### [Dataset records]
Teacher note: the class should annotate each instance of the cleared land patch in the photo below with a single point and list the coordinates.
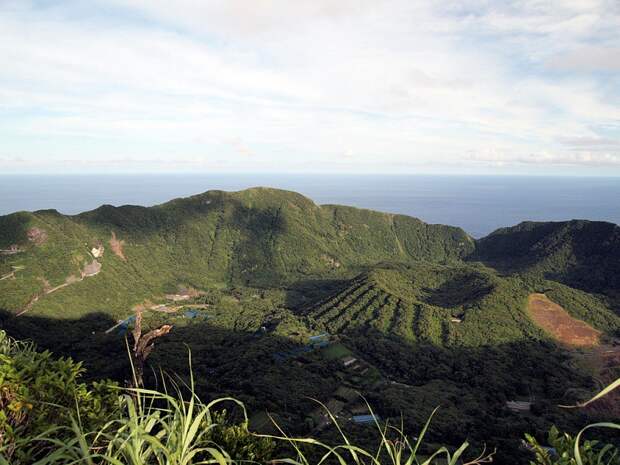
(556, 321)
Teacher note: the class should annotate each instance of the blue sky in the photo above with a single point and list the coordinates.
(352, 86)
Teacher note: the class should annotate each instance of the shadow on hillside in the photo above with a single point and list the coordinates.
(470, 384)
(462, 289)
(229, 237)
(308, 293)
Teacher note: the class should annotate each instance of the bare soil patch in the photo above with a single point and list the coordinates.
(558, 323)
(37, 236)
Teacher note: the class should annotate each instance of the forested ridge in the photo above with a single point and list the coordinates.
(273, 293)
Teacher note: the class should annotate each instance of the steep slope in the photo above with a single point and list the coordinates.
(260, 237)
(581, 254)
(436, 304)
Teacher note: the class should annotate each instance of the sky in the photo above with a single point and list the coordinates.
(321, 86)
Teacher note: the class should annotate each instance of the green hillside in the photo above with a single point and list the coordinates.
(431, 316)
(258, 237)
(582, 254)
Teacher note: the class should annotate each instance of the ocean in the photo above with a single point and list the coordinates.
(478, 204)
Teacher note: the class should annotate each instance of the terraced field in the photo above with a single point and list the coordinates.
(367, 306)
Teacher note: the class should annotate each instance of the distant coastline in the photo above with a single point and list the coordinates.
(478, 204)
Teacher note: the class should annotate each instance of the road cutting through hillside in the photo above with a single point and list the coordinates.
(559, 324)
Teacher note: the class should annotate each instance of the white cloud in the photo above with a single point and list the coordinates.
(332, 85)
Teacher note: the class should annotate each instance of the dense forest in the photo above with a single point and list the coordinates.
(283, 302)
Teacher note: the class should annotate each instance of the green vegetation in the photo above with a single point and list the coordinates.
(172, 426)
(430, 316)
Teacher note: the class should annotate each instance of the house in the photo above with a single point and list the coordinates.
(346, 394)
(362, 419)
(97, 251)
(321, 416)
(518, 406)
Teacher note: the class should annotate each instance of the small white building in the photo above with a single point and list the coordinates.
(518, 406)
(97, 251)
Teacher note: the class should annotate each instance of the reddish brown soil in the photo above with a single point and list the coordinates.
(117, 246)
(558, 323)
(37, 236)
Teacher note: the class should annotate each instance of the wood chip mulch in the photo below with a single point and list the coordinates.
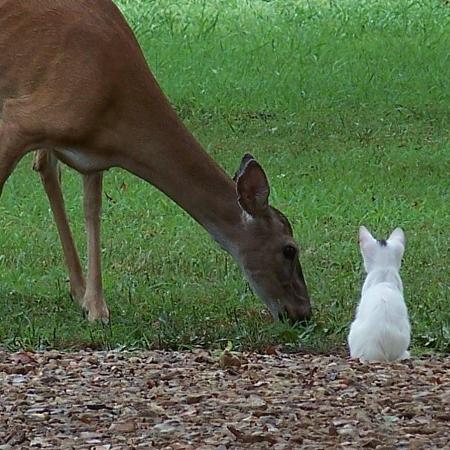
(198, 400)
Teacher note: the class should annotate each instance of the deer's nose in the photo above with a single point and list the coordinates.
(297, 313)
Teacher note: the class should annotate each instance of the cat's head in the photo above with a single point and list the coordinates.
(379, 254)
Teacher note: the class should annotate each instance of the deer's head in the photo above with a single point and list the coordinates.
(268, 252)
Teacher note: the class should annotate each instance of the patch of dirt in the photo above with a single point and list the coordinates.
(196, 400)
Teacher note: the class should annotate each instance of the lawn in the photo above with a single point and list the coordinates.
(346, 104)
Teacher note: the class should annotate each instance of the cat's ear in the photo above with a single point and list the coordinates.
(364, 236)
(398, 236)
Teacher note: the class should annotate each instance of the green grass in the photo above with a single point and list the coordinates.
(346, 105)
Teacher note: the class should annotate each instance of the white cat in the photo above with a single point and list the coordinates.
(381, 329)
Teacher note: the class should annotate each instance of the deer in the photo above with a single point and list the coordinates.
(75, 88)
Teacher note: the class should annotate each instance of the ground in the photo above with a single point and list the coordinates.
(203, 400)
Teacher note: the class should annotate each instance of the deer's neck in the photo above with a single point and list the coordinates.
(170, 158)
(388, 275)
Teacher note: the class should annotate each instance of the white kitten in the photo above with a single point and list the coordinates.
(381, 330)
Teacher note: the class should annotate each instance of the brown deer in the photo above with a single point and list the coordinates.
(75, 87)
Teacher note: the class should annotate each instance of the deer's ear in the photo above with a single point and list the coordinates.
(252, 188)
(398, 235)
(364, 236)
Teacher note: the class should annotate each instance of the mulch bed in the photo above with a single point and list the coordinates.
(199, 400)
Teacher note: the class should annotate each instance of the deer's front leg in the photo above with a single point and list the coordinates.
(47, 165)
(93, 300)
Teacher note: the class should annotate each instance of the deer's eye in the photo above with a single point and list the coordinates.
(289, 252)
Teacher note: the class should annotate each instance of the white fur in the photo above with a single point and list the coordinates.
(381, 329)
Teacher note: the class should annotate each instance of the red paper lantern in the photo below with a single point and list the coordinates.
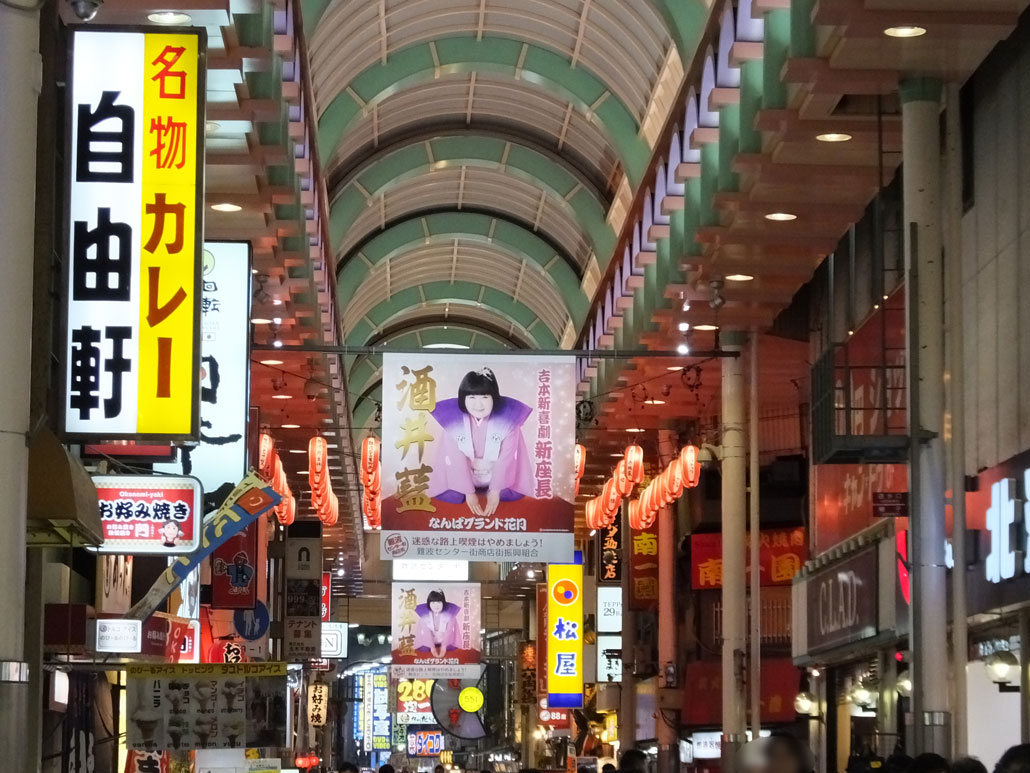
(633, 457)
(690, 466)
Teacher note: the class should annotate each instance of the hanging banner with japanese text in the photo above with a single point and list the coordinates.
(156, 514)
(781, 556)
(564, 636)
(644, 569)
(436, 630)
(132, 284)
(477, 458)
(206, 706)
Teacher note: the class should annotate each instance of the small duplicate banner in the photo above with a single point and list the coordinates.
(149, 514)
(132, 284)
(208, 706)
(477, 458)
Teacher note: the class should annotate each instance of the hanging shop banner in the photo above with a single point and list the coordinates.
(525, 692)
(317, 704)
(133, 281)
(149, 514)
(644, 569)
(564, 636)
(781, 556)
(609, 659)
(250, 499)
(425, 742)
(610, 553)
(413, 702)
(609, 610)
(436, 630)
(206, 706)
(477, 462)
(234, 572)
(220, 459)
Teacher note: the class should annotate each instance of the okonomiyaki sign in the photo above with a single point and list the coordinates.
(477, 458)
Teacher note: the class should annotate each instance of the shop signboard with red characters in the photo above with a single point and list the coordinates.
(149, 514)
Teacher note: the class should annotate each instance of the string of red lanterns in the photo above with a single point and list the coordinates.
(371, 474)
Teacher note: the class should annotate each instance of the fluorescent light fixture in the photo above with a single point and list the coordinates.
(169, 17)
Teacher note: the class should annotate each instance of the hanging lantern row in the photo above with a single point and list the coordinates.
(371, 475)
(665, 488)
(270, 468)
(579, 461)
(628, 472)
(323, 499)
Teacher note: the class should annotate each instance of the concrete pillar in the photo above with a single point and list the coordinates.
(733, 519)
(924, 288)
(19, 58)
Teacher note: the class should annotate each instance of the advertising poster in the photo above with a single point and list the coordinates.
(220, 459)
(564, 636)
(132, 286)
(413, 702)
(206, 706)
(477, 458)
(781, 555)
(149, 514)
(644, 569)
(436, 630)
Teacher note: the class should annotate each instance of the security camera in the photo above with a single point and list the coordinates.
(86, 9)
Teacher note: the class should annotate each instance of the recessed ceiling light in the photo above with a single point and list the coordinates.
(833, 137)
(905, 30)
(169, 17)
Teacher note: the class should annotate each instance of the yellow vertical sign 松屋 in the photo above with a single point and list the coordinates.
(564, 636)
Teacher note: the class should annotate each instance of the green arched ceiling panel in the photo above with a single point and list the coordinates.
(445, 294)
(422, 157)
(535, 65)
(513, 239)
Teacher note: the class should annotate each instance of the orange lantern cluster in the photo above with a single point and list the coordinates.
(628, 472)
(323, 499)
(580, 464)
(371, 474)
(665, 488)
(270, 468)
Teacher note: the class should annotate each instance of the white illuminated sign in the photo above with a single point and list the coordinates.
(412, 570)
(117, 635)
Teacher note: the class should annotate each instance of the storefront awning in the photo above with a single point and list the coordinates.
(63, 508)
(702, 694)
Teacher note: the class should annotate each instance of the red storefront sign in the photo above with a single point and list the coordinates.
(702, 692)
(234, 571)
(644, 568)
(782, 553)
(327, 598)
(156, 514)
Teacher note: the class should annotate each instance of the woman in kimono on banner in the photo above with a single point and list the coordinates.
(437, 630)
(482, 450)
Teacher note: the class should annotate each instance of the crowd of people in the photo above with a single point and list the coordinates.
(782, 752)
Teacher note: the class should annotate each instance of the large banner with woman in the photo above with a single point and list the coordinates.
(477, 458)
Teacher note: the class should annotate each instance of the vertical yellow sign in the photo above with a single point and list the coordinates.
(168, 257)
(564, 636)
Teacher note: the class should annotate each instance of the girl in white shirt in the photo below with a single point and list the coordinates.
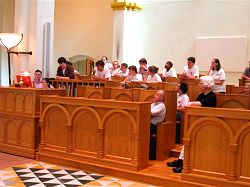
(133, 76)
(168, 71)
(218, 74)
(153, 76)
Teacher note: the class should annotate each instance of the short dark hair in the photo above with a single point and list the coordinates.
(61, 60)
(105, 57)
(125, 65)
(38, 71)
(99, 63)
(69, 63)
(133, 68)
(143, 60)
(218, 66)
(153, 69)
(192, 59)
(183, 87)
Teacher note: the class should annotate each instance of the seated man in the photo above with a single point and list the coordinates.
(123, 72)
(246, 74)
(158, 113)
(64, 71)
(191, 71)
(101, 73)
(207, 98)
(37, 82)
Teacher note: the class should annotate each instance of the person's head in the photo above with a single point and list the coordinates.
(104, 59)
(132, 70)
(69, 63)
(143, 61)
(38, 74)
(168, 65)
(182, 88)
(215, 63)
(206, 83)
(159, 96)
(99, 65)
(62, 62)
(152, 70)
(115, 64)
(190, 62)
(124, 67)
(247, 89)
(45, 83)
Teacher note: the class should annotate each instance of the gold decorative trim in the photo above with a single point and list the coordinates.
(125, 6)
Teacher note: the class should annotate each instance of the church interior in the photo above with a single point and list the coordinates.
(85, 131)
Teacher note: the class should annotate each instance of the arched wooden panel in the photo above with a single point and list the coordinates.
(210, 149)
(55, 127)
(26, 135)
(118, 140)
(123, 97)
(232, 104)
(245, 155)
(19, 102)
(11, 131)
(28, 103)
(9, 101)
(85, 131)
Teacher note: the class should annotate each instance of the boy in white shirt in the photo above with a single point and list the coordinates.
(191, 71)
(101, 73)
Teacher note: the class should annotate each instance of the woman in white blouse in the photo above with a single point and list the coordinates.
(168, 71)
(133, 75)
(153, 76)
(218, 74)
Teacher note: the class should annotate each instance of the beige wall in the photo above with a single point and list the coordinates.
(7, 14)
(83, 27)
(171, 28)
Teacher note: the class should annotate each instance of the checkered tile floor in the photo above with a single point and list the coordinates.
(40, 174)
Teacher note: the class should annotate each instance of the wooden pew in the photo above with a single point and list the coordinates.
(217, 142)
(233, 101)
(19, 119)
(231, 89)
(71, 84)
(242, 82)
(166, 131)
(94, 133)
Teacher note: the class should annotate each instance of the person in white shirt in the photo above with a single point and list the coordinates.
(115, 68)
(101, 73)
(182, 99)
(168, 71)
(153, 76)
(158, 113)
(133, 76)
(218, 74)
(123, 72)
(107, 64)
(191, 71)
(37, 82)
(143, 68)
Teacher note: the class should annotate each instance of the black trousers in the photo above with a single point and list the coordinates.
(152, 145)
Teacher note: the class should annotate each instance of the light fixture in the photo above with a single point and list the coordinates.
(9, 41)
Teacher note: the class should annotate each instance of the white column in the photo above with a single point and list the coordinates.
(30, 19)
(127, 32)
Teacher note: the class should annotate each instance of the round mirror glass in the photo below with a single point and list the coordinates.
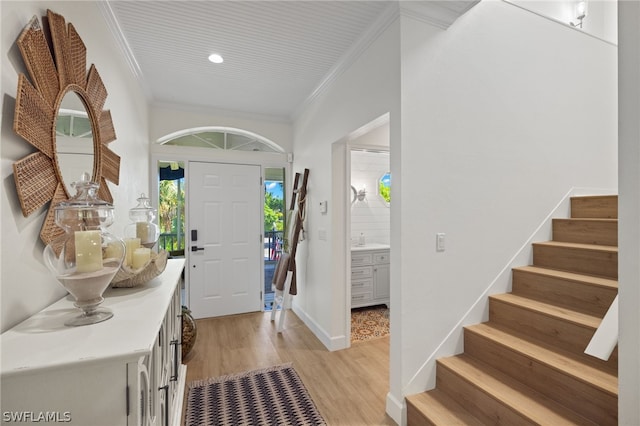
(74, 140)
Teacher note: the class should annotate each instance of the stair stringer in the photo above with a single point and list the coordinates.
(453, 344)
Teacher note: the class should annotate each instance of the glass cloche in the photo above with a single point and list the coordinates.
(86, 257)
(142, 226)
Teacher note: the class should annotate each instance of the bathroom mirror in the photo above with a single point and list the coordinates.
(57, 76)
(384, 188)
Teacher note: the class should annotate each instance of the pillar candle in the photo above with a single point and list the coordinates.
(88, 251)
(140, 257)
(131, 245)
(142, 231)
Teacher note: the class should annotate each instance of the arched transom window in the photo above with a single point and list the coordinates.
(225, 138)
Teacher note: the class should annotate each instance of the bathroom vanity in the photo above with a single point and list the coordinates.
(370, 275)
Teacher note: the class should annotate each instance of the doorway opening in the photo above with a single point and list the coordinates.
(274, 225)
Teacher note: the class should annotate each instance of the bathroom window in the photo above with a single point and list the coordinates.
(384, 188)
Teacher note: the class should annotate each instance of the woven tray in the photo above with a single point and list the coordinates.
(154, 268)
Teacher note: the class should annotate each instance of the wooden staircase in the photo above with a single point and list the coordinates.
(526, 364)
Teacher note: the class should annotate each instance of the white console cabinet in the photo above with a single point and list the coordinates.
(124, 371)
(370, 277)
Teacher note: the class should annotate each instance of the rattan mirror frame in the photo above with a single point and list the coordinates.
(54, 71)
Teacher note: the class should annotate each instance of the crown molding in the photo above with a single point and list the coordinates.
(374, 31)
(437, 13)
(121, 41)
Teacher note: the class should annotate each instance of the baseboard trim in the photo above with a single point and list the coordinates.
(331, 343)
(396, 409)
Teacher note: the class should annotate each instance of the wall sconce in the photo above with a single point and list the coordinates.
(581, 9)
(359, 195)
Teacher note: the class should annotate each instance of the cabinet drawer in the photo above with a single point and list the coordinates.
(361, 286)
(359, 259)
(381, 257)
(361, 272)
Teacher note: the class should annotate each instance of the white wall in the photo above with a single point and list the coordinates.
(629, 214)
(366, 91)
(370, 217)
(26, 285)
(502, 114)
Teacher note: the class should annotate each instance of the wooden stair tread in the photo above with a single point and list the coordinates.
(594, 247)
(565, 314)
(606, 381)
(571, 276)
(529, 403)
(440, 408)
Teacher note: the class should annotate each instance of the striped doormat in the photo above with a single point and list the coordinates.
(270, 396)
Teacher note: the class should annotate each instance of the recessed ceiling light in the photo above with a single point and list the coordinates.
(215, 58)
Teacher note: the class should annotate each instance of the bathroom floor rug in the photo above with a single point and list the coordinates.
(369, 323)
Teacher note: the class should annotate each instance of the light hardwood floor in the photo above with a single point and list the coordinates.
(349, 387)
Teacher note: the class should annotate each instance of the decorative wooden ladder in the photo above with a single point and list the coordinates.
(299, 196)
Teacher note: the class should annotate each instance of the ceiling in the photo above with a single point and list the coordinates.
(277, 54)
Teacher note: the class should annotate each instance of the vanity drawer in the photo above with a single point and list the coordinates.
(381, 257)
(361, 286)
(361, 272)
(359, 259)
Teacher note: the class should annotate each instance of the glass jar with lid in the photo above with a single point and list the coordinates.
(86, 257)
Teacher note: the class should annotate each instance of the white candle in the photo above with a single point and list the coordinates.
(88, 251)
(141, 257)
(142, 231)
(131, 245)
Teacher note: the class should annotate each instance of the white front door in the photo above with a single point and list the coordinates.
(225, 212)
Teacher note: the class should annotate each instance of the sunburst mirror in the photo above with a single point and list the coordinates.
(57, 73)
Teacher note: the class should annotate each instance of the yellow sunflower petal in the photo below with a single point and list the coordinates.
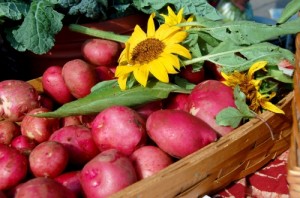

### [Exercise]
Which lines in the data above contain the word "banner"? Locate each one and copy it in full. Case counts.

### [Written solution]
Teacher note: the class should annotate each instance of the hanging banner with japanese text in the photo above with a single point and list the coordinates.
Teacher note: the class should annotate each instance of the small duplicate banner in the photo above with a single point and list the coordinates.
Teacher note: the class should annotate each instance of the hanging shop banner in the photo above with a single point and list the coordinates.
Teacher note: the class should annotate each instance of the woman in kimono on banner in the photo above with a single point and list the coordinates.
Teacher note: the class should annotate each instance of the large banner with woman in the photo above with a single point and list the coordinates.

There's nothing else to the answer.